--- SOURCE RECORDS ---

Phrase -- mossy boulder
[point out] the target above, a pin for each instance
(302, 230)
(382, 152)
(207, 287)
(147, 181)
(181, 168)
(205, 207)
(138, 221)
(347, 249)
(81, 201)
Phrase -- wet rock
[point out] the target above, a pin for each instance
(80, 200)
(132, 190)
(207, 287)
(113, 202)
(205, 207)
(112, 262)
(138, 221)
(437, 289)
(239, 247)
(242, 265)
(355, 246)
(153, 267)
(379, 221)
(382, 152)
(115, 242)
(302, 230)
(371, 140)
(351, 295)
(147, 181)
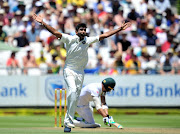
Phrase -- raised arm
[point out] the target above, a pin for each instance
(39, 19)
(109, 33)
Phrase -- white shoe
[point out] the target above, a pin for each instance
(70, 125)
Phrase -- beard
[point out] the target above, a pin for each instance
(82, 35)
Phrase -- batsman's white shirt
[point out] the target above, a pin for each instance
(84, 108)
(87, 93)
(77, 56)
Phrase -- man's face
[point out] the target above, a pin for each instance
(81, 32)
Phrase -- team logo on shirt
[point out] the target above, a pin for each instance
(84, 42)
(51, 83)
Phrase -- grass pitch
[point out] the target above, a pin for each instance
(133, 124)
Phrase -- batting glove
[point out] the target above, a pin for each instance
(111, 121)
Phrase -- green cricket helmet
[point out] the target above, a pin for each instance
(109, 84)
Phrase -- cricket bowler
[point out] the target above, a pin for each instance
(75, 63)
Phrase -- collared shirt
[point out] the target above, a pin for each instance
(88, 92)
(77, 56)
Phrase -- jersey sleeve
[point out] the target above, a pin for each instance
(95, 93)
(65, 38)
(92, 40)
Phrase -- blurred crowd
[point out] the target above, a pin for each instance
(150, 46)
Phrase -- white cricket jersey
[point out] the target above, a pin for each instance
(77, 56)
(93, 89)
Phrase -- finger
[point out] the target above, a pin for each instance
(35, 15)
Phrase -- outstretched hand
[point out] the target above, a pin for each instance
(37, 18)
(125, 25)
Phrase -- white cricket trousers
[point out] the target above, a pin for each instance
(74, 81)
(86, 112)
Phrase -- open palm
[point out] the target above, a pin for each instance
(38, 18)
(125, 25)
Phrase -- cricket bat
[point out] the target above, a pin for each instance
(117, 125)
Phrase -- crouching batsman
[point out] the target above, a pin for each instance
(93, 92)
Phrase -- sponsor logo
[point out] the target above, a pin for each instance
(51, 83)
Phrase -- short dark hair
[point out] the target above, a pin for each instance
(80, 25)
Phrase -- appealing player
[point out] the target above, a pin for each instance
(76, 60)
(93, 92)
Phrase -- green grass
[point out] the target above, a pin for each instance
(43, 124)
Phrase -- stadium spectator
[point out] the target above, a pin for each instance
(33, 34)
(10, 29)
(2, 16)
(167, 66)
(162, 5)
(151, 38)
(12, 61)
(3, 34)
(22, 40)
(12, 64)
(134, 38)
(122, 44)
(133, 65)
(118, 63)
(29, 61)
(165, 47)
(133, 15)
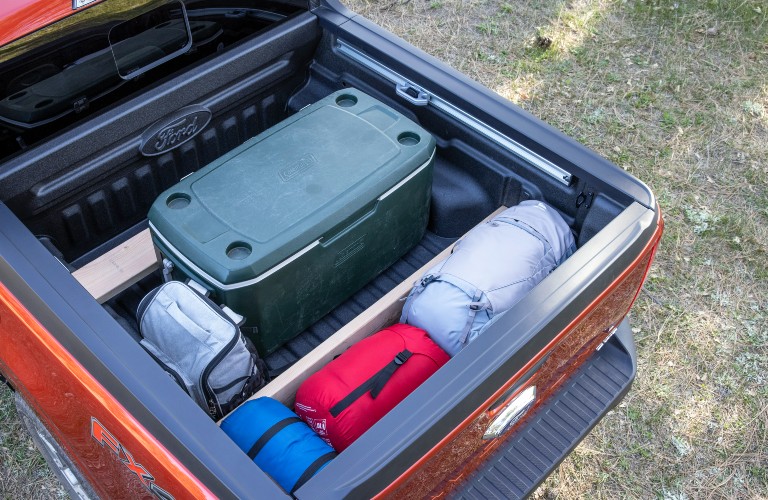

---

▶ **TASK BRIEF**:
Collect every line in the data above that contains the word "cricket".

▶ **ANSWER TO THIS PROBLEM**:
Phrase -- green cricket helmet
Phrase -- cricket bowler
Phrase -- white cricket jersey
Phrase -- white cricket trousers
Phrase -- cricket bat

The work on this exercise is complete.